Give back every record word for word, but keep the pictures out.

━━ Records to process ━━

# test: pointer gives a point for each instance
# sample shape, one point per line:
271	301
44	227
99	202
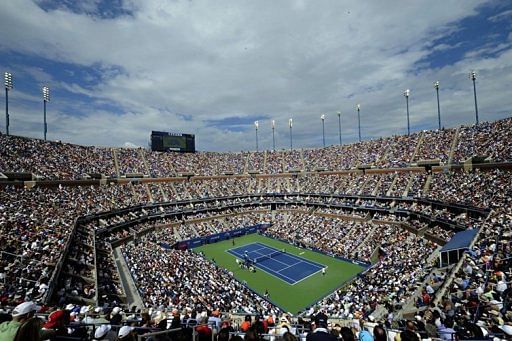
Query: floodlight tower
8	86
290	124
322	117
256	125
407	94
436	86
472	76
339	124
358	107
273	135
46	98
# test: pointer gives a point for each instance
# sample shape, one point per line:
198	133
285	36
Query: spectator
21	314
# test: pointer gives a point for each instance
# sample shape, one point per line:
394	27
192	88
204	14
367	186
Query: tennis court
287	267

━━━

### Response to this exercise
# test: pointer gives a point for each instance
# sample shape, one point per line:
271	301
44	227
99	202
Query: floodlight tower
8	86
290	124
322	117
256	125
407	94
436	86
472	76
339	124
358	107
273	135
46	98
# test: pointer gives a point for each instance
# sample shape, one point per line:
198	133
285	36
Query: spectator
21	314
# test: pointer gives a point for each instance
# sample shape, one point per line:
394	27
192	88
204	14
367	186
Query: tennis court
287	267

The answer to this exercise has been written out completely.